What this task involves — Return the lines beginning at the one that contains "Can you locate the weathered wooden" and continuing to the end of the entries, including both ends, exactly as written and nothing else.

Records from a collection
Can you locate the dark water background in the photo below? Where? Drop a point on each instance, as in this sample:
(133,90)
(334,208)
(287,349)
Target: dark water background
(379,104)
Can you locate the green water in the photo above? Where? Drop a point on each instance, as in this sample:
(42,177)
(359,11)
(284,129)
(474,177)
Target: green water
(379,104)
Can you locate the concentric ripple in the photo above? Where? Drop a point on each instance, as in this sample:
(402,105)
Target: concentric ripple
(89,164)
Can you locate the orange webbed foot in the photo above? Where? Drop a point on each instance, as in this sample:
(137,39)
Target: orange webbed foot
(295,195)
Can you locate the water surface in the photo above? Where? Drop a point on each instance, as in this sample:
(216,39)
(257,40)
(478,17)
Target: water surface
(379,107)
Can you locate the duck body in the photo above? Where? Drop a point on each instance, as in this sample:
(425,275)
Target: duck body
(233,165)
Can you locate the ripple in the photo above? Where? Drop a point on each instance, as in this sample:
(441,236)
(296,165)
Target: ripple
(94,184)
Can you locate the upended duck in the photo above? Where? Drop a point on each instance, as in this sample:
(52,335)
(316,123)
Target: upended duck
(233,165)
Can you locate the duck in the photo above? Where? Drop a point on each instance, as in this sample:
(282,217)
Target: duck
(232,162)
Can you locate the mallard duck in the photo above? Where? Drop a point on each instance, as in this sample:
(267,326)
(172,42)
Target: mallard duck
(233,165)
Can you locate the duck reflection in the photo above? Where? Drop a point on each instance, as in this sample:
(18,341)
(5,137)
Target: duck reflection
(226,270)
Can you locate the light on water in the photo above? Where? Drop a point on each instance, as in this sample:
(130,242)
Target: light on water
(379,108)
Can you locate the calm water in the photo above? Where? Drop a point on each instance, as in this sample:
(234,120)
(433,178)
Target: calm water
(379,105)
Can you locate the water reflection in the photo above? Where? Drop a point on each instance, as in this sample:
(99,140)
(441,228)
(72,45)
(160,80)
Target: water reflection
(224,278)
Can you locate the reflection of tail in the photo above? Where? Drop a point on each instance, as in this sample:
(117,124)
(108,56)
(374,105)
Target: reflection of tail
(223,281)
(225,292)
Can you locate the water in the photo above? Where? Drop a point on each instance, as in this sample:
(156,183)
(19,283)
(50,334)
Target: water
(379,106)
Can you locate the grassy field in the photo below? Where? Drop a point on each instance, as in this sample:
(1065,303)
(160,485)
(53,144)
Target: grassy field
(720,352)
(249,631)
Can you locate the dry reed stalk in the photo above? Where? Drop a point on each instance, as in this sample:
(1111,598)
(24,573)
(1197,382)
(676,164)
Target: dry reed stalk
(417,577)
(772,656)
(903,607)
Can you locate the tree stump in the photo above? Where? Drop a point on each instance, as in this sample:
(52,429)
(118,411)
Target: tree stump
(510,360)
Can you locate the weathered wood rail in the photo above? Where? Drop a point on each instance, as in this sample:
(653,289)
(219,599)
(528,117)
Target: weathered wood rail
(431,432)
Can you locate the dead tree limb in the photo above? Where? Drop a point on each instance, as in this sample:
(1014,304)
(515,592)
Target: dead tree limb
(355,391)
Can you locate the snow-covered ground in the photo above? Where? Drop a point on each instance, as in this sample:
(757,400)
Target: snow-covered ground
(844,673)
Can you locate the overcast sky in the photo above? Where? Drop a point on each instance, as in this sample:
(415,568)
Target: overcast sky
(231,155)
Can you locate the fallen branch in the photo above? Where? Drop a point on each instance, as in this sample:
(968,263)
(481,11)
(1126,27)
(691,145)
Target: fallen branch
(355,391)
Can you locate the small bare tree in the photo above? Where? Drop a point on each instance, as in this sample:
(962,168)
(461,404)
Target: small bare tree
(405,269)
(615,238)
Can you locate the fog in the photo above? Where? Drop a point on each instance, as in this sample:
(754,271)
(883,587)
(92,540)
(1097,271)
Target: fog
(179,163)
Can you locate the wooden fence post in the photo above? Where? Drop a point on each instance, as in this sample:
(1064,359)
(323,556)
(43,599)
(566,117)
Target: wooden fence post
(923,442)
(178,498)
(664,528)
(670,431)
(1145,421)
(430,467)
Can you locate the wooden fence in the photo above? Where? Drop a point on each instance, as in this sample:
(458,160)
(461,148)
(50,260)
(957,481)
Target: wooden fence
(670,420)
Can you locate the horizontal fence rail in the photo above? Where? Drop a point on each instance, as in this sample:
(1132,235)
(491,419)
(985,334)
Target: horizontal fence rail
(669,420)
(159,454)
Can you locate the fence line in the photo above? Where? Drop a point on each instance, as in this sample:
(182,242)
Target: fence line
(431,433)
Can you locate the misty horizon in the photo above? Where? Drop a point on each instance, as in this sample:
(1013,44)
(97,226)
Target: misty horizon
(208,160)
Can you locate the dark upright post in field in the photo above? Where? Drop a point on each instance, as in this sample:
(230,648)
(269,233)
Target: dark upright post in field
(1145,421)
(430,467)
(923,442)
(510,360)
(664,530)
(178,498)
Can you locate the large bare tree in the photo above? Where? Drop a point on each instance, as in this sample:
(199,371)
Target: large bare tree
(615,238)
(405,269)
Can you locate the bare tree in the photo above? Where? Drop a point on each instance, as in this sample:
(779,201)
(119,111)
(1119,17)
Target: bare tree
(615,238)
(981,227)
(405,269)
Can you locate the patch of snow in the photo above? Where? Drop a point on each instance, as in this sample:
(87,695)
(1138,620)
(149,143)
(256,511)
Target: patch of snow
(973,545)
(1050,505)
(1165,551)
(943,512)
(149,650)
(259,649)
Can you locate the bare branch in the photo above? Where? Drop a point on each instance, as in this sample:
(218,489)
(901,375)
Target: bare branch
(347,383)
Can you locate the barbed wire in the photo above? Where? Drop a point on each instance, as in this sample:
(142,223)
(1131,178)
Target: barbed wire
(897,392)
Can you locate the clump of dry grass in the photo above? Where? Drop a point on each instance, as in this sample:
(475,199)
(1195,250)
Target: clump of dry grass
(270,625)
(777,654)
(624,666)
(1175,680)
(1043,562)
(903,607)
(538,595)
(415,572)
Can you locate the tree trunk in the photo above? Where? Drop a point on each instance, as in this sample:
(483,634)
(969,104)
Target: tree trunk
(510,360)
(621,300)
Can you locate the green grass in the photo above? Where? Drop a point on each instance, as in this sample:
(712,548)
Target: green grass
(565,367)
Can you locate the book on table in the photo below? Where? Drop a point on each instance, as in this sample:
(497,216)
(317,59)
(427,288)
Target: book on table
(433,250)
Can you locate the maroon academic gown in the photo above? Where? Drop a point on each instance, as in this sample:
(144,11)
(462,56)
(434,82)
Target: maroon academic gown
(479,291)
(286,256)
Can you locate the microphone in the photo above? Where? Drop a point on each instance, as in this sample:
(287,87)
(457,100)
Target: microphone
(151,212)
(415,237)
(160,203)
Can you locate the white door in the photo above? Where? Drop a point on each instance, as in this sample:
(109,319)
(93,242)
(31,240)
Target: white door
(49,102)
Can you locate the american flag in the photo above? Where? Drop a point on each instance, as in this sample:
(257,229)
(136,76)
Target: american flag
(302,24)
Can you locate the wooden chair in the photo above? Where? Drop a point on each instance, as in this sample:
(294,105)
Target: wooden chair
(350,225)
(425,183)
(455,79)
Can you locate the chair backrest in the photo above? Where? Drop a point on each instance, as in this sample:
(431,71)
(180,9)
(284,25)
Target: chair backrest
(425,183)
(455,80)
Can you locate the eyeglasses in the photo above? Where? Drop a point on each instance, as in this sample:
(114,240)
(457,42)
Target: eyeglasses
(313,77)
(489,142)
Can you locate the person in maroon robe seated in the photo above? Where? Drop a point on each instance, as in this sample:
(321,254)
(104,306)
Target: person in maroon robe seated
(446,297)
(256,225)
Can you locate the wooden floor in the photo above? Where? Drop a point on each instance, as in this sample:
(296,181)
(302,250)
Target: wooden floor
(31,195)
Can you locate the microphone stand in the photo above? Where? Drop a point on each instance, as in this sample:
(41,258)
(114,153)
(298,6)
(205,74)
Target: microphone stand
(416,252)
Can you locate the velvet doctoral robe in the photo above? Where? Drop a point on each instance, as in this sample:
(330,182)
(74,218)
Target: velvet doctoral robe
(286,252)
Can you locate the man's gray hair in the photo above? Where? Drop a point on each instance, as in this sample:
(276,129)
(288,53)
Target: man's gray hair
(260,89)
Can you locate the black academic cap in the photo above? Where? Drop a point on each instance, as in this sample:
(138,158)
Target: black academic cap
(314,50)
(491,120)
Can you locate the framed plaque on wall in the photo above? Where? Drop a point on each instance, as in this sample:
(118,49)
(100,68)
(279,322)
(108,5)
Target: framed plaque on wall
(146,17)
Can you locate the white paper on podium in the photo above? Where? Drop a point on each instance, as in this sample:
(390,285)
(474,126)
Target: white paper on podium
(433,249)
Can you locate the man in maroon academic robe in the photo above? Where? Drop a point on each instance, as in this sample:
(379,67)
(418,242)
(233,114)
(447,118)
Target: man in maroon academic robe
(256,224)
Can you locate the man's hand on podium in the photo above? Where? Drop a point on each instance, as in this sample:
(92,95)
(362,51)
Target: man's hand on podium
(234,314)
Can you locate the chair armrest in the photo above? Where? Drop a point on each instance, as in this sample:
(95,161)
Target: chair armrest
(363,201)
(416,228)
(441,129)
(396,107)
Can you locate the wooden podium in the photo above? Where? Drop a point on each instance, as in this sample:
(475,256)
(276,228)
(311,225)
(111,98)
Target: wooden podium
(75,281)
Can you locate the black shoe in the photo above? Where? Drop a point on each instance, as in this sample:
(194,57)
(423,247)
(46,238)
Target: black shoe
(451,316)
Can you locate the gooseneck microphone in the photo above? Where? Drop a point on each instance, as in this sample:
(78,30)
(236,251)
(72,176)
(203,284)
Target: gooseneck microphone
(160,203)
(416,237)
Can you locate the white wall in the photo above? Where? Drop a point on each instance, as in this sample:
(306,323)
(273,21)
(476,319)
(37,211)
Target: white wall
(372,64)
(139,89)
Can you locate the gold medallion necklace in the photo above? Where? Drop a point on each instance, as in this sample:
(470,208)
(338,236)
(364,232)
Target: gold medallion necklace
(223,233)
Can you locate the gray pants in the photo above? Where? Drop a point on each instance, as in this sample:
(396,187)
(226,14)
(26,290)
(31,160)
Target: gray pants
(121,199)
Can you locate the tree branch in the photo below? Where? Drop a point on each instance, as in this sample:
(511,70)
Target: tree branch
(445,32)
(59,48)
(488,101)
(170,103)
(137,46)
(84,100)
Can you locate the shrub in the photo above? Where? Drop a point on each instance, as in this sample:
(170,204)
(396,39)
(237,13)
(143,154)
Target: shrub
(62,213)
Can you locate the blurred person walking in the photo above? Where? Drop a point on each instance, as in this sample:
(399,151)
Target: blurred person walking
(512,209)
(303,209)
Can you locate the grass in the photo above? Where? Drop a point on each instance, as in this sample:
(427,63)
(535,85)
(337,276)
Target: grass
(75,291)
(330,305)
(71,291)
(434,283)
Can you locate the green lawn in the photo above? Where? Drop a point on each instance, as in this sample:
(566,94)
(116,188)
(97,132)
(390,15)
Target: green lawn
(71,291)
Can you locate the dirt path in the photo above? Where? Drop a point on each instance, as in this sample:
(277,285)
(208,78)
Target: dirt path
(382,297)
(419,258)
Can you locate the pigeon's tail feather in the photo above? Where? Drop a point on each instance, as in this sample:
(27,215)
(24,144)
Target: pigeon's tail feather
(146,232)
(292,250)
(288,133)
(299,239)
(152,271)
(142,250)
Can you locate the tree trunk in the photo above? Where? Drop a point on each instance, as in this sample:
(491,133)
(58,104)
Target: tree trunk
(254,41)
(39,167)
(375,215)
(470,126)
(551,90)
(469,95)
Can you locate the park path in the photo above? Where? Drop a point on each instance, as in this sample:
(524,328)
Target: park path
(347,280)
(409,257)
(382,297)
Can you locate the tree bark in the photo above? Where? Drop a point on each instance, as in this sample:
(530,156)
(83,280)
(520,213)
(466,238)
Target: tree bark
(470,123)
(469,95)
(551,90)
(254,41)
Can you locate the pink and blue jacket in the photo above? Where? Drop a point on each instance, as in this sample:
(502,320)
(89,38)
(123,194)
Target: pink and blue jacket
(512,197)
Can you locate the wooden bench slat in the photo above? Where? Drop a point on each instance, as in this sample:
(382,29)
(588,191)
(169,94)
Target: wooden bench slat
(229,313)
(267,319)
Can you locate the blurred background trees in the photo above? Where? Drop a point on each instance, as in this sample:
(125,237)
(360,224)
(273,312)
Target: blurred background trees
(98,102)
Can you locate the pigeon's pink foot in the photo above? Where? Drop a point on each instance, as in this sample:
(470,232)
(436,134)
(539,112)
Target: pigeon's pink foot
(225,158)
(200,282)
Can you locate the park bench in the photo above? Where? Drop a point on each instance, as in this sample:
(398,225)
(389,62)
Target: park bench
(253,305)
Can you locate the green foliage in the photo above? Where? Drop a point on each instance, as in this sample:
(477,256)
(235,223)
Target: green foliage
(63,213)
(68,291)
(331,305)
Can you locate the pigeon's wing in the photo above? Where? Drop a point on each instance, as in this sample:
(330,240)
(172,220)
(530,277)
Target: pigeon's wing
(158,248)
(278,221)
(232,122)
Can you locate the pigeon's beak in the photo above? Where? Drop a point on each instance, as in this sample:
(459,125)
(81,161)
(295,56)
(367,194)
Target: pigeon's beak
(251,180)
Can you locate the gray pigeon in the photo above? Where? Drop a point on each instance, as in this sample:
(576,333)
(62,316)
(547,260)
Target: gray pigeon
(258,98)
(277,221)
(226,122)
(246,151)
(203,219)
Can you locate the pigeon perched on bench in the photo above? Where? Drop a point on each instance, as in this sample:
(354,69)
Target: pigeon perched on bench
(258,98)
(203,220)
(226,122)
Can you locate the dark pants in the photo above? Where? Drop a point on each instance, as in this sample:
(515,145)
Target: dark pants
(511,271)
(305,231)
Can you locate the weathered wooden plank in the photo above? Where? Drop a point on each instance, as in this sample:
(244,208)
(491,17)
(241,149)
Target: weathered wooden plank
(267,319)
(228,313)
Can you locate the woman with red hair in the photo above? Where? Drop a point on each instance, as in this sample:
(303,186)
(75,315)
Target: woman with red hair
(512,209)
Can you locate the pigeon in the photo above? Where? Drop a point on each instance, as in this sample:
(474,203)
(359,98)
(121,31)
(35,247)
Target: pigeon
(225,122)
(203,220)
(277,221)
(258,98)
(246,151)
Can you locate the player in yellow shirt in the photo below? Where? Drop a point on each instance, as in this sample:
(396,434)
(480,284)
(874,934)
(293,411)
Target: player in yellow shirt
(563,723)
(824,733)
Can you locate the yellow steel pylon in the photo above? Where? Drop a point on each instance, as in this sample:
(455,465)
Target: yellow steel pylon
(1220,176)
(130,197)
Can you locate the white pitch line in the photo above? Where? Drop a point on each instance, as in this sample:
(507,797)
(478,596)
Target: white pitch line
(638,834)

Exercise answer —
Can you locate the weathered wooden plank in the photo above? Where? Drop a point on each instance, as in this sample:
(244,208)
(491,17)
(241,149)
Target: weathered wooden plank
(267,319)
(228,313)
Can you locate the woman with red hair in the photo above? Where? Drop a point on each instance, as in this sample:
(303,186)
(75,315)
Target: woman with red hair
(512,209)
Can you locate the pigeon in the photo above? Where? Drop a point on each instance, as in this sample:
(474,203)
(359,98)
(121,31)
(35,247)
Target: pigeon
(225,122)
(203,220)
(277,221)
(258,98)
(246,151)
Can you locate the player in yellow shirt in the photo below? Where? Drop a point on each instance, as in this sample:
(396,434)
(480,284)
(874,934)
(293,411)
Target: player in yellow shirt
(563,723)
(824,733)
Can you locate the yellow steel pylon in the photo above? Where? Drop a point on each instance, as in this sample:
(455,465)
Target: yellow steel pylon
(1220,176)
(130,197)
Can you locate the white pitch line in the photo above? Where? Drop a point on each instance, as in this sample:
(507,797)
(478,596)
Target: white pitch line
(638,834)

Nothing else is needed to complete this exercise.